### Your goal
Copy the lines below verbatim.

### Given entries
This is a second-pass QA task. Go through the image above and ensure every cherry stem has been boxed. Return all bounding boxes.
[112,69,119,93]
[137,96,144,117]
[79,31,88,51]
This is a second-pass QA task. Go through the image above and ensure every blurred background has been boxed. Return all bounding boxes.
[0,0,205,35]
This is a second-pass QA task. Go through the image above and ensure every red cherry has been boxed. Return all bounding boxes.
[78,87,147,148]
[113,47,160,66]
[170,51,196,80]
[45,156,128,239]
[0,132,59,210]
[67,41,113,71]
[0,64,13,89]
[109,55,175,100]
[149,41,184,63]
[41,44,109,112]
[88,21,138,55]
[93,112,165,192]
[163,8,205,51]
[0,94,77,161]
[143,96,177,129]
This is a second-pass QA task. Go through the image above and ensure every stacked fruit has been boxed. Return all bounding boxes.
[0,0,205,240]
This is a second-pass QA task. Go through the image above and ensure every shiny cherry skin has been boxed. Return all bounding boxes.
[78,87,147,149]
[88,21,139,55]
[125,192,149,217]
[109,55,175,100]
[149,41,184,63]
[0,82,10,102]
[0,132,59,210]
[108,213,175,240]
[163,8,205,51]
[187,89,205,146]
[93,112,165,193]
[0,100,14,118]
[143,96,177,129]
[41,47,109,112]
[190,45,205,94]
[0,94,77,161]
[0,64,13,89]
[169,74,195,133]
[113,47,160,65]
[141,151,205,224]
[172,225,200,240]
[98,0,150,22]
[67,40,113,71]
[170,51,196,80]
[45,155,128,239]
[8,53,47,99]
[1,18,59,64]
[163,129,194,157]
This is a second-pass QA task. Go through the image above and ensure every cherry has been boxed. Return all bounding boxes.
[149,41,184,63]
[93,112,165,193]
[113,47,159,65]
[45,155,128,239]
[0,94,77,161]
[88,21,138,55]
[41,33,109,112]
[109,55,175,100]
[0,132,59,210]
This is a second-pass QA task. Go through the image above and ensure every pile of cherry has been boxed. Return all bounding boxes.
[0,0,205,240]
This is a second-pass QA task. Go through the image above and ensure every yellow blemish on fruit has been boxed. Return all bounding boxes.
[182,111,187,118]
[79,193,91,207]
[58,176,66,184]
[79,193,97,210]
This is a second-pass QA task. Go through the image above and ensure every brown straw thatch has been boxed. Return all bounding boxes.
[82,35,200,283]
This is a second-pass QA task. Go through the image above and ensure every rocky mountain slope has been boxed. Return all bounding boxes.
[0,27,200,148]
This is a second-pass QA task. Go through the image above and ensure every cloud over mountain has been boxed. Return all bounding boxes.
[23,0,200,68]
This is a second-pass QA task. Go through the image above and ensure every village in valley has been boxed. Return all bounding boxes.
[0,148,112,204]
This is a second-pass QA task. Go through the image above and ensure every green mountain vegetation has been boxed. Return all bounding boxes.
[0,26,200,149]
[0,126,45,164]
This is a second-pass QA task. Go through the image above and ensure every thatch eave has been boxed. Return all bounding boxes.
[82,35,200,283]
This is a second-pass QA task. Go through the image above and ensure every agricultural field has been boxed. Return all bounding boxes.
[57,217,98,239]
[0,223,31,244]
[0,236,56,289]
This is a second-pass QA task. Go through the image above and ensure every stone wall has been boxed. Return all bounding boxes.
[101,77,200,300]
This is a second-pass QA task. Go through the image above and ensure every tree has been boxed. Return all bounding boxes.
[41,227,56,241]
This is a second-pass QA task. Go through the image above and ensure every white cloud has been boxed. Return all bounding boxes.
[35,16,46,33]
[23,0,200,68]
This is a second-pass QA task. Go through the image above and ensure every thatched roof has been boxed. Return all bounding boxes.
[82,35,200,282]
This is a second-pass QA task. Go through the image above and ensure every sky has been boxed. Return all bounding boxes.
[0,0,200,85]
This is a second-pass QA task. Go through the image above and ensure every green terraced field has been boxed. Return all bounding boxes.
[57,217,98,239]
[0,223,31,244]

### Final answer
This is a second-pass QA task. Go through the image above and ensure every cherry stem has been boxed. Return all bounding boxes.
[112,69,119,93]
[137,96,144,117]
[79,31,88,51]
This is a second-pass QA task. Go through the image above and ensure every blurred background has been boxed. Return all bounding boxes.
[0,0,205,35]
This is a second-pass QA task. Go through the image above and ensure every red cherry has been boxed. Return all bounding boxes.
[78,87,147,148]
[113,47,160,66]
[170,51,196,80]
[45,156,128,239]
[0,132,59,210]
[67,41,113,71]
[0,64,13,89]
[109,55,175,100]
[149,41,184,63]
[41,44,109,112]
[88,21,138,55]
[93,112,165,192]
[163,8,205,51]
[0,94,77,161]
[143,96,177,129]
This is a second-pass QA task. Go through the image above and ensure every stacked fruit has been boxed. Return all bounding boxes.
[0,0,205,240]
This is a second-pass QA task. Go through the image above and ensure every shiny cherry skin has been boxed. Return all bounding boxes.
[78,87,147,149]
[88,21,139,55]
[125,192,149,217]
[109,55,175,100]
[149,41,184,63]
[0,82,10,102]
[0,132,59,210]
[108,213,175,240]
[163,8,205,51]
[187,89,205,146]
[93,112,165,193]
[0,100,14,118]
[143,96,177,129]
[41,47,109,112]
[190,45,205,94]
[0,94,77,161]
[0,64,13,89]
[169,74,195,133]
[113,47,160,65]
[141,151,205,224]
[172,225,200,240]
[98,0,150,22]
[67,40,113,71]
[170,51,196,80]
[45,155,128,239]
[8,53,47,99]
[1,18,59,64]
[163,129,194,157]
This is a second-pass QA task. Go through the image above and ensure every cherry has been boxed. Return all bounding boxes.
[149,41,184,63]
[93,112,165,193]
[113,47,159,65]
[45,155,128,239]
[0,94,77,161]
[88,21,138,55]
[41,33,109,112]
[109,55,175,100]
[0,132,59,210]
This is a second-pass QA task. Go through the image above and ensure every pile of cherry has been boxed. Return all bounding boxes.
[0,0,205,240]
This is a second-pass QA task. Go through the image above and ensure every yellow blemish on fruit has been boxed. Return all bounding boxes.
[182,111,187,118]
[79,193,91,207]
[58,176,66,184]
[79,193,97,210]
This is a second-pass QA task. Go through the image above and ensure every brown straw thatch has been boxed. Return all bounding boxes.
[82,35,200,283]
This is a second-pass QA task. Go through the image above and ensure every rocky mountain slope has been boxed. Return all bounding boxes.
[0,27,200,148]
This is a second-pass QA task. Go through the image above and ensure every cloud over mountain has been boxed. Return all bounding boxes.
[23,0,200,68]
This is a second-pass QA task. Go through the image above and ensure every village in valley has been boxed. Return all bounding boxes.
[0,148,112,204]
This is a second-pass QA task. Go through the image above and ensure every green mountain vegetation has been boxed. Return all bounding boxes.
[0,26,200,149]
[0,126,45,164]
This is a second-pass QA task. Go through the image above and ensure every thatch eave has been boxed. Return all bounding boxes.
[82,35,200,283]
This is a second-pass QA task. Go through the image above and ensure every agricultural field has been boxed. Return all bounding boxes.
[57,217,98,239]
[0,223,31,244]
[0,236,56,289]
This is a second-pass QA task. Go through the image above and ensure every stone wall has been boxed. Return all bounding boxes.
[101,77,200,300]
This is a second-pass QA task. Go through the image above and ensure every tree has been boxed. Return all bounding boxes.
[41,227,56,241]
This is a second-pass QA task. Go through the image above and ensure every white cloud has been boxed. Return all bounding boxes.
[35,16,46,33]
[23,0,200,68]
This is a second-pass QA task. Go through the image above and ensure every thatched roof has been boxed. Return all bounding boxes.
[82,35,200,282]
This is a second-pass QA task. Go through the image above and ensure every sky has been boxed. Return all bounding boxes.
[0,0,200,85]
This is a second-pass QA task. Go through the image above and ensure every green terraced field has been boxed. Return all bounding boxes.
[57,217,98,239]
[0,223,31,244]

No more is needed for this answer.